- Input:
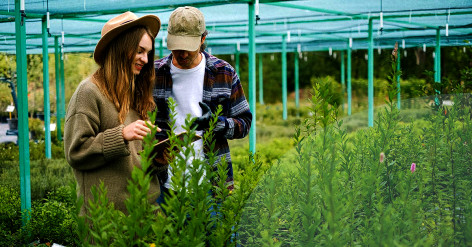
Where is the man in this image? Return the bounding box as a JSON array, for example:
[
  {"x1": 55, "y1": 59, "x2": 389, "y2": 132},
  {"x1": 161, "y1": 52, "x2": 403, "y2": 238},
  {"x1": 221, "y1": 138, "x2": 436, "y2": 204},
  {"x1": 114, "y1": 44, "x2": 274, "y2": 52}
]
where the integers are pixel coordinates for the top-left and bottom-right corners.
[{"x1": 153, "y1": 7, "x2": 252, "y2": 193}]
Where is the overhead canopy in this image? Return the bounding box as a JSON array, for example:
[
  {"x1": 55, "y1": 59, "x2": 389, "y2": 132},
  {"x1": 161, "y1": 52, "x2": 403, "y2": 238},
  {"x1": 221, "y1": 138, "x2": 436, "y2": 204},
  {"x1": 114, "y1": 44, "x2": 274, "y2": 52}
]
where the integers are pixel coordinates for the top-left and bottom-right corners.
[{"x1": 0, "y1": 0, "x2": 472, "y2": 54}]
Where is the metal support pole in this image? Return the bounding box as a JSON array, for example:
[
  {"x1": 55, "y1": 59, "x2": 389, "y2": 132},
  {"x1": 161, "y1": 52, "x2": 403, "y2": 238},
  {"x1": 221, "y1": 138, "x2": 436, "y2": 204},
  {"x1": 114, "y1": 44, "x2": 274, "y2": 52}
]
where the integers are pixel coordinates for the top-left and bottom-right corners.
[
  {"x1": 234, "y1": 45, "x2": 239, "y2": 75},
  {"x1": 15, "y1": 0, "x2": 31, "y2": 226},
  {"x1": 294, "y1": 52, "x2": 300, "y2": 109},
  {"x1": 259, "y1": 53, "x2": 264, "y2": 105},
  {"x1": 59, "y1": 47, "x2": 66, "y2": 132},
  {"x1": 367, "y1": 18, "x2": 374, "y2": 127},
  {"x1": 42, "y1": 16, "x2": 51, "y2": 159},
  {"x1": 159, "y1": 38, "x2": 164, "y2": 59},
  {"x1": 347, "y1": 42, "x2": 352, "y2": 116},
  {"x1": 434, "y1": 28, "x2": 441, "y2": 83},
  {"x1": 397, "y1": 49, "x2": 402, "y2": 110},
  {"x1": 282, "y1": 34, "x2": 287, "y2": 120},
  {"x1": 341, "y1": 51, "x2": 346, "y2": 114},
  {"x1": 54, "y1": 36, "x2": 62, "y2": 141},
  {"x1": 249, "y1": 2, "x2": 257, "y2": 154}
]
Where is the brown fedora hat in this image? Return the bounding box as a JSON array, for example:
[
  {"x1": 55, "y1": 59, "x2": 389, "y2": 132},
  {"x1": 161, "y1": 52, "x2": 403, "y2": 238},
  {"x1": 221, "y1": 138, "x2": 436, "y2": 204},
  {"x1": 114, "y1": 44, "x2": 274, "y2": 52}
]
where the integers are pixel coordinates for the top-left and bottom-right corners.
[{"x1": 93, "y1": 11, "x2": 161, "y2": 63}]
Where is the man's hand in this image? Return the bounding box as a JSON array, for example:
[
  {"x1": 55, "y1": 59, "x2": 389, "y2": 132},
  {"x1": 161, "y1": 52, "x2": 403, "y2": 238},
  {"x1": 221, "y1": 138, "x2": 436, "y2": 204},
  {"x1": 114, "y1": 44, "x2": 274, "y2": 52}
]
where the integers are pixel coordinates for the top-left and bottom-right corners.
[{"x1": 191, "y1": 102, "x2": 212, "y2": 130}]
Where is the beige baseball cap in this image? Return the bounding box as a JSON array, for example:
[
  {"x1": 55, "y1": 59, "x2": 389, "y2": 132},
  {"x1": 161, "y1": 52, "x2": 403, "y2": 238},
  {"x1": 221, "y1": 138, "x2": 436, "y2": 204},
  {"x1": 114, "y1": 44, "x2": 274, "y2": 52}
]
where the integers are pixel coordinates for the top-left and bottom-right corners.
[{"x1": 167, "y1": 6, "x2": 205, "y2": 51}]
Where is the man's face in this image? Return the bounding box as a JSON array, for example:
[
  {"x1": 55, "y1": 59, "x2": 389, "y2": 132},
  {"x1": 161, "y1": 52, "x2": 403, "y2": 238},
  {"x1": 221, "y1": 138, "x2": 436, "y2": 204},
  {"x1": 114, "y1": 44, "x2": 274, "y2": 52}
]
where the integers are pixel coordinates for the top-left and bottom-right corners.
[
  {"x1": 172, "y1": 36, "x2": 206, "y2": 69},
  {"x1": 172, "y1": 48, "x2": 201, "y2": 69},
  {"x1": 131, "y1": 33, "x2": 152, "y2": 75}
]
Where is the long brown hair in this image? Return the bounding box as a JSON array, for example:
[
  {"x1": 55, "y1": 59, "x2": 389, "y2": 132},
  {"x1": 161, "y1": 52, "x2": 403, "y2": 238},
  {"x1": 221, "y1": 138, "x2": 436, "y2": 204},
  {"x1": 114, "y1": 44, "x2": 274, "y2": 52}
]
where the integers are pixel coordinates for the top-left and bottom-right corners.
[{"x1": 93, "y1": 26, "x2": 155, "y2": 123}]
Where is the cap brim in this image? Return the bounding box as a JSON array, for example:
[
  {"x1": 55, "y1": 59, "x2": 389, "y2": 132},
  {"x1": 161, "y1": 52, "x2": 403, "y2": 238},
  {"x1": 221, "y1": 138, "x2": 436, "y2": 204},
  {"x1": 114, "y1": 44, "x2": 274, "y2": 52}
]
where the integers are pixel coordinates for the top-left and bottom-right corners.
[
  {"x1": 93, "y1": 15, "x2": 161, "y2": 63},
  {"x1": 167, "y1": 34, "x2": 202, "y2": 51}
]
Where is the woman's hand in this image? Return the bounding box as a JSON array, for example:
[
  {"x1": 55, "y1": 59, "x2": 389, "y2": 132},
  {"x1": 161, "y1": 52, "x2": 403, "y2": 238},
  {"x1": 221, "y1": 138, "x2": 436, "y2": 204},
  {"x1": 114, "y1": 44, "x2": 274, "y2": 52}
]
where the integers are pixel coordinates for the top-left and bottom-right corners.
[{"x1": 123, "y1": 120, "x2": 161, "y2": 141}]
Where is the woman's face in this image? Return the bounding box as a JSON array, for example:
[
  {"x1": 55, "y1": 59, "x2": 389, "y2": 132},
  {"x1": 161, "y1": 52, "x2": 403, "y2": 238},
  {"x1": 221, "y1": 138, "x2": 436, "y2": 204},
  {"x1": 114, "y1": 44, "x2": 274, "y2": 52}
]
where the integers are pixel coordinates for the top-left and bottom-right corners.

- Directions: Print all entries exactly. The images do not belong in the copy.

- Final result:
Where is the man in this image? Return the bounding box as a JSON array, for example:
[
  {"x1": 55, "y1": 59, "x2": 389, "y2": 132},
  {"x1": 161, "y1": 52, "x2": 403, "y2": 238},
  {"x1": 221, "y1": 138, "x2": 436, "y2": 204},
  {"x1": 114, "y1": 44, "x2": 274, "y2": 52}
]
where the integers are pixel coordinates for the top-left and bottom-right corners.
[{"x1": 153, "y1": 7, "x2": 252, "y2": 193}]
Where is the overhead canopy in this image? Return the bounding box as a JSON array, for example:
[
  {"x1": 55, "y1": 59, "x2": 389, "y2": 132},
  {"x1": 161, "y1": 52, "x2": 403, "y2": 238},
  {"x1": 221, "y1": 138, "x2": 436, "y2": 204},
  {"x1": 114, "y1": 44, "x2": 274, "y2": 52}
]
where the integers are pixel coordinates for the top-left and bottom-right corners.
[{"x1": 0, "y1": 0, "x2": 472, "y2": 54}]
Where is the metal support pole in this image? Return the bounding box as a JSON array, for example:
[
  {"x1": 55, "y1": 59, "x2": 389, "y2": 132},
  {"x1": 161, "y1": 52, "x2": 403, "y2": 238},
  {"x1": 221, "y1": 138, "x2": 436, "y2": 204},
  {"x1": 114, "y1": 44, "x2": 274, "y2": 52}
]
where the integers are pixel coordinates for the top-left and bottom-right corners.
[
  {"x1": 234, "y1": 45, "x2": 239, "y2": 75},
  {"x1": 15, "y1": 0, "x2": 31, "y2": 226},
  {"x1": 294, "y1": 52, "x2": 300, "y2": 109},
  {"x1": 259, "y1": 53, "x2": 264, "y2": 105},
  {"x1": 59, "y1": 47, "x2": 66, "y2": 132},
  {"x1": 367, "y1": 18, "x2": 374, "y2": 127},
  {"x1": 42, "y1": 16, "x2": 51, "y2": 159},
  {"x1": 159, "y1": 38, "x2": 164, "y2": 59},
  {"x1": 347, "y1": 42, "x2": 352, "y2": 116},
  {"x1": 434, "y1": 28, "x2": 441, "y2": 83},
  {"x1": 397, "y1": 49, "x2": 402, "y2": 110},
  {"x1": 282, "y1": 34, "x2": 287, "y2": 120},
  {"x1": 341, "y1": 51, "x2": 346, "y2": 114},
  {"x1": 54, "y1": 36, "x2": 62, "y2": 141},
  {"x1": 249, "y1": 2, "x2": 257, "y2": 154}
]
Where is the brown fedora hat in this image? Return the bounding box as a JSON array, for example:
[
  {"x1": 55, "y1": 59, "x2": 389, "y2": 132},
  {"x1": 161, "y1": 52, "x2": 403, "y2": 238},
  {"x1": 221, "y1": 138, "x2": 436, "y2": 204},
  {"x1": 114, "y1": 44, "x2": 274, "y2": 52}
]
where the integers are pixel coordinates for the top-left and bottom-right corners.
[{"x1": 93, "y1": 11, "x2": 161, "y2": 63}]
Where is the man's hand in this image? Return the bounding box as a JSON array, for example:
[
  {"x1": 55, "y1": 59, "x2": 389, "y2": 132},
  {"x1": 161, "y1": 52, "x2": 403, "y2": 238},
  {"x1": 221, "y1": 138, "x2": 436, "y2": 204},
  {"x1": 114, "y1": 44, "x2": 274, "y2": 52}
]
where the integers are pixel coordinates for the top-left and bottom-right corners.
[{"x1": 191, "y1": 102, "x2": 212, "y2": 130}]
Where is the beige baseball cap in this image? Return the bounding box as a JSON array, for example:
[
  {"x1": 55, "y1": 59, "x2": 389, "y2": 132},
  {"x1": 161, "y1": 52, "x2": 403, "y2": 238},
  {"x1": 221, "y1": 138, "x2": 436, "y2": 204},
  {"x1": 114, "y1": 44, "x2": 274, "y2": 52}
]
where the integers are pixel coordinates for the top-left and bottom-right corners.
[{"x1": 167, "y1": 6, "x2": 205, "y2": 51}]
Where is the man's face in this image? Return the bounding box as a JSON array, for example:
[
  {"x1": 55, "y1": 59, "x2": 389, "y2": 132},
  {"x1": 161, "y1": 52, "x2": 403, "y2": 238},
  {"x1": 221, "y1": 138, "x2": 436, "y2": 204},
  {"x1": 114, "y1": 44, "x2": 274, "y2": 52}
]
where the integers are pixel coordinates for the top-left and bottom-right corners.
[
  {"x1": 172, "y1": 36, "x2": 206, "y2": 69},
  {"x1": 172, "y1": 48, "x2": 201, "y2": 69},
  {"x1": 131, "y1": 33, "x2": 152, "y2": 75}
]
Where is the long brown hair in this image? Return the bounding box as a JSON array, for example:
[
  {"x1": 55, "y1": 59, "x2": 389, "y2": 132},
  {"x1": 161, "y1": 52, "x2": 403, "y2": 238},
  {"x1": 221, "y1": 138, "x2": 436, "y2": 204},
  {"x1": 114, "y1": 44, "x2": 274, "y2": 52}
]
where the integers are pixel coordinates for the top-left and bottom-right corners.
[{"x1": 93, "y1": 26, "x2": 155, "y2": 123}]
Where is the cap brim in this image? Return the bounding box as a JSON array, for example:
[
  {"x1": 55, "y1": 59, "x2": 389, "y2": 132},
  {"x1": 161, "y1": 52, "x2": 403, "y2": 238},
  {"x1": 221, "y1": 138, "x2": 436, "y2": 204},
  {"x1": 114, "y1": 44, "x2": 274, "y2": 52}
]
where the integers are pixel coordinates for the top-left and bottom-right corners.
[
  {"x1": 93, "y1": 15, "x2": 161, "y2": 63},
  {"x1": 167, "y1": 34, "x2": 202, "y2": 51}
]
Where is the woman's hand in this image? Return the bounding box as a JSON array, for example:
[
  {"x1": 55, "y1": 59, "x2": 389, "y2": 132},
  {"x1": 161, "y1": 52, "x2": 403, "y2": 238},
  {"x1": 221, "y1": 138, "x2": 436, "y2": 204},
  {"x1": 114, "y1": 44, "x2": 274, "y2": 52}
]
where the integers are pixel coordinates for the top-left and bottom-right corners.
[{"x1": 123, "y1": 120, "x2": 161, "y2": 141}]
Where is the woman's face in this image? Return the bounding box as a JSON array, for example:
[
  {"x1": 55, "y1": 59, "x2": 389, "y2": 132},
  {"x1": 161, "y1": 52, "x2": 403, "y2": 238},
  {"x1": 221, "y1": 138, "x2": 436, "y2": 204},
  {"x1": 114, "y1": 44, "x2": 274, "y2": 52}
]
where the integers are pixel coordinates for the top-left and bottom-right corners.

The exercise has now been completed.